▸ Assignment 1: Reproduce everything in the passage about the missed neck lump from "My high standards" down to "my father proud.".
▸ Assignment 2: Carry on the passage about the missed neck lump from its last sentence.

Passage for review Start Marker

I had uncharacteristically taken a short cut to get myself back on schedule. And that unprofessional choice resulted in my patient paying a terrible price. Time is of the essence when cancer is involved. I will never know how Kevin’s health might have been affected had I found the tumor that day I saw him six months before. I saw Kevin only weeks before his wife convinced him to see his physician, but maybe in those weeks, had his treatment been started earlier, his salivary function and his taste sensation might have been spared. I’ll never know.
Healing Hands
I just know that the moment Kevin touched the side of his neck and told me about the lump that I never bothered to check six months before changed my practice forever. I was shaken to my core. I questioned if I was even in the right profession. Did I deserve the privilege of treating patients who entrusted their health to my hands?
My high standards of practice were instilled in me by my father. He was a highly regarded dentist, and I grew up admiring the pride he took in caring for his patients. Other dentists sent him their most difficult cases. He never took a short cut, he never skipped a step, he never let his patients down.
When I graduated from dental hygiene school, my father took my hands in his and said, “You have healing hands, just like mine.” Those words made my heart burst with pride, and I felt them as a blessing and a charge. I did my best every day for every patient in hopes of making my father proud.

Passage for review End Marker
Dataset extract Start Marker

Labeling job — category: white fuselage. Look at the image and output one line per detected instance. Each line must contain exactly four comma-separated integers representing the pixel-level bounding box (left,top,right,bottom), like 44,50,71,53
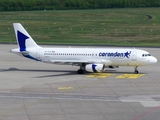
23,47,157,66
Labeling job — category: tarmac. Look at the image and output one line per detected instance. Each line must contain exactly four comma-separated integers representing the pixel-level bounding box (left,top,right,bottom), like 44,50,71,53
0,44,160,120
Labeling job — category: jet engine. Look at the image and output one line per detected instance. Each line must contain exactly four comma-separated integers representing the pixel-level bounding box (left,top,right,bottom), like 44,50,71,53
106,66,119,69
85,64,104,72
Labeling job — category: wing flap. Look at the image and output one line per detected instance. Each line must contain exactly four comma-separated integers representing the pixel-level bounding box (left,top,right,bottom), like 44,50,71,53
50,59,112,65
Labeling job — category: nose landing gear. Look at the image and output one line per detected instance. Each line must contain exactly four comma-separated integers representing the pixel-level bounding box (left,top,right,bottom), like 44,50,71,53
134,66,139,74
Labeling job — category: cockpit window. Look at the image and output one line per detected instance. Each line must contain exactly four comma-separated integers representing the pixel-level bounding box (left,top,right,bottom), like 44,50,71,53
142,54,151,57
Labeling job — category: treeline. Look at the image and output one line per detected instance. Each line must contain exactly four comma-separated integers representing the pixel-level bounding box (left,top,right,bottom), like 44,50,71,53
0,0,160,11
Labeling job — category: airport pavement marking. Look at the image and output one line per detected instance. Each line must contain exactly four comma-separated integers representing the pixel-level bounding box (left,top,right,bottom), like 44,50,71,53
58,86,74,90
116,74,145,79
86,73,113,78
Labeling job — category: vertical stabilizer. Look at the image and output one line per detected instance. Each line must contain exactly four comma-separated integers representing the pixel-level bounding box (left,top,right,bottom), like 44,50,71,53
13,23,39,52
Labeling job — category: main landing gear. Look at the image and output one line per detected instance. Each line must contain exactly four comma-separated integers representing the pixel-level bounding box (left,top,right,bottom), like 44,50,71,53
77,63,86,74
134,66,139,74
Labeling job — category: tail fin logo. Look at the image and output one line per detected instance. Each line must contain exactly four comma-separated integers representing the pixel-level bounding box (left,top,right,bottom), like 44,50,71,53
17,31,29,52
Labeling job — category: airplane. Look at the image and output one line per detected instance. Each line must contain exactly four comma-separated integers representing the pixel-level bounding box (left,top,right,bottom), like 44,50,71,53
10,23,157,74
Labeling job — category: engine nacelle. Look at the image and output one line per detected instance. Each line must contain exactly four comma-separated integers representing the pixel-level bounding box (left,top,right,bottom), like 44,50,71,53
107,66,119,69
85,64,104,72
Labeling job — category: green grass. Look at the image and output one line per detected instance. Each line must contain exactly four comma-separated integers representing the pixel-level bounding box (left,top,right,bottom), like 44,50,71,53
0,8,160,46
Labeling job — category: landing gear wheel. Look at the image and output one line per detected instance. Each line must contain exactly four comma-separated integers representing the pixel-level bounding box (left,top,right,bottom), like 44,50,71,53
134,70,139,74
134,66,139,74
77,69,84,74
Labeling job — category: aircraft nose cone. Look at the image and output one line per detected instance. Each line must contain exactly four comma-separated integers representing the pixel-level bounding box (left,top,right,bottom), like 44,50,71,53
150,57,157,63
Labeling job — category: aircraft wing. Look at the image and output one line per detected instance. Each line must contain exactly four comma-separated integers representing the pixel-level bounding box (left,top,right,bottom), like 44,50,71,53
51,59,112,65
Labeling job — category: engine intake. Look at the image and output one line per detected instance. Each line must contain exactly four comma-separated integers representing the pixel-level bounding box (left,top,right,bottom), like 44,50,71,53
85,64,104,73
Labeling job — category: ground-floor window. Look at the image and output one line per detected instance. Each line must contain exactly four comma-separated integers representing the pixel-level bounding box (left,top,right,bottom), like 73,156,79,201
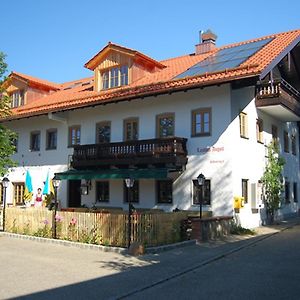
96,181,109,202
156,180,173,203
193,179,211,205
13,182,25,205
123,180,140,203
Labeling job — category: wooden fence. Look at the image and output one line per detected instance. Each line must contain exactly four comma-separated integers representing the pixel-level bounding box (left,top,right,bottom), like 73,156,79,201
5,207,188,247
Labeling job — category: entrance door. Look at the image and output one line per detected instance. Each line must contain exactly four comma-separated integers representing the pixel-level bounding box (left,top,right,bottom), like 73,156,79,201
68,180,81,207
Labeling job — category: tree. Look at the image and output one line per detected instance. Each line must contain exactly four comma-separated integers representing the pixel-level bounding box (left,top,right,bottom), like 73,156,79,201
0,51,16,176
261,141,285,224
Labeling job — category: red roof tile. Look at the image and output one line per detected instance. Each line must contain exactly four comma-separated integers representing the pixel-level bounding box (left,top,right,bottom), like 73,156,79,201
2,30,300,119
9,72,60,90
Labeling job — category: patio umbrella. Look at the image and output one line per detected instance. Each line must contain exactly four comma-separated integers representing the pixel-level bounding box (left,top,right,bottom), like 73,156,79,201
23,170,33,202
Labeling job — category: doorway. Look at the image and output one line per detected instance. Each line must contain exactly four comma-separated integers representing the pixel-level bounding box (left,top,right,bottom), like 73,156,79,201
68,180,81,207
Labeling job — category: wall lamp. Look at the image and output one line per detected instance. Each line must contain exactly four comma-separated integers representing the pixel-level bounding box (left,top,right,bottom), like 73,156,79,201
80,179,92,195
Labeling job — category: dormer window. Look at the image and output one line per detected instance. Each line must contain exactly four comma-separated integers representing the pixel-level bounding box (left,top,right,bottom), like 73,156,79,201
11,90,25,108
101,65,128,90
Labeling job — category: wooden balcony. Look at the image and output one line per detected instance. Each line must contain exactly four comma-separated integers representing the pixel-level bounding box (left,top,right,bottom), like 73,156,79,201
71,137,187,169
255,79,300,122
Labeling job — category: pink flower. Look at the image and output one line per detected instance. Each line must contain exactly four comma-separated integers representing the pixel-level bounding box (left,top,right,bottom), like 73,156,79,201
55,215,63,222
70,218,77,225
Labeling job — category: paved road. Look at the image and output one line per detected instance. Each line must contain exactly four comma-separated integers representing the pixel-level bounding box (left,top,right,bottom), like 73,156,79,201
0,221,300,299
126,225,300,300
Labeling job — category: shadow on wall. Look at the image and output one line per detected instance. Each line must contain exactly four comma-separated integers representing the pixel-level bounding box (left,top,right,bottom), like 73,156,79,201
174,154,233,216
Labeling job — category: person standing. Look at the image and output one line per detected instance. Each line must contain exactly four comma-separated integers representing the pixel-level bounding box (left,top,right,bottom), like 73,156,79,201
34,188,43,207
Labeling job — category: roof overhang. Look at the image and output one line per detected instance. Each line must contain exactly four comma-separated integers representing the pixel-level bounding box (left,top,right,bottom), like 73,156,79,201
55,168,168,180
258,105,300,122
259,36,300,80
84,42,165,71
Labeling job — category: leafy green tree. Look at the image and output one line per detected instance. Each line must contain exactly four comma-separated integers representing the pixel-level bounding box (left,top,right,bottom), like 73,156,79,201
0,52,16,176
261,141,285,224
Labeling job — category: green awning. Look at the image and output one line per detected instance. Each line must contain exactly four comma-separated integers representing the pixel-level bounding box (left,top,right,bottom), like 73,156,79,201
55,169,168,180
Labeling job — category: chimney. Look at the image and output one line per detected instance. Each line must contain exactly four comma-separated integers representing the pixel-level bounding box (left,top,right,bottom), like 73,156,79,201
196,29,217,55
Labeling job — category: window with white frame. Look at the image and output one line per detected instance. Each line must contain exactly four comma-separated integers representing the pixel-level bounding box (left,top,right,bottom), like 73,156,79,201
46,129,57,150
192,108,211,136
239,112,248,138
101,65,128,90
156,113,175,138
193,179,211,205
96,121,111,144
30,131,41,151
124,118,139,141
69,125,81,147
96,181,109,202
156,179,173,204
11,90,25,108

Dataset extract End Marker

▸ Expected answer 1:
My high standards of practice were instilled in me by my father. He was a highly regarded dentist, and I grew up admiring the pride he took in caring for his patients. Other dentists sent him their most difficult cases. He never took a short cut, he never skipped a step, he never let his patients down.
When I graduated from dental hygiene school, my father took my hands in his and said, “You have healing hands, just like mine.” Those words made my heart burst with pride, and I felt them as a blessing and a charge. I did my best every day for every patient in hopes of making my father proud.

▸ Expected answer 2:
That is, I did my best every day, except that once. Now I had not only let my patient down, but I had also let my father down, and I had let myself down. I didn’t know who I was anymore if I wasn’t the best practitioner I could be.
I had lost faith in myself, and I didn’t know what to do. How could I go back to work the next day, and every day after that, knowing what I had done? I was too ashamed to tell anyone. But I knew God already knew. So, I turned to Him and asked for help. I wept tears of shame and guilt and regret, and I asked for guidance. I was very young. Should I go back to school? Was there a different path I was supposed to take?
My answer came in an absolute knowing in the depths of my heart that I was not to leave patient care after all. I was to use that one terrible mistake to help other practitioners elevate their own practices and enable more patients to receive regular cancer screenings and early detection. I vowed that I would never again skip any part of the head and neck cancer examination. I wouldn’t ever take a chance with my patient’s health and life.
From that day, I have performed a comprehensive extraoral and intraoral head and neck cancer screening for every patient, regardless of age, at every appointment without fail. And I would dedicate the rest of my career to teaching and motivating my colleagues to do the same.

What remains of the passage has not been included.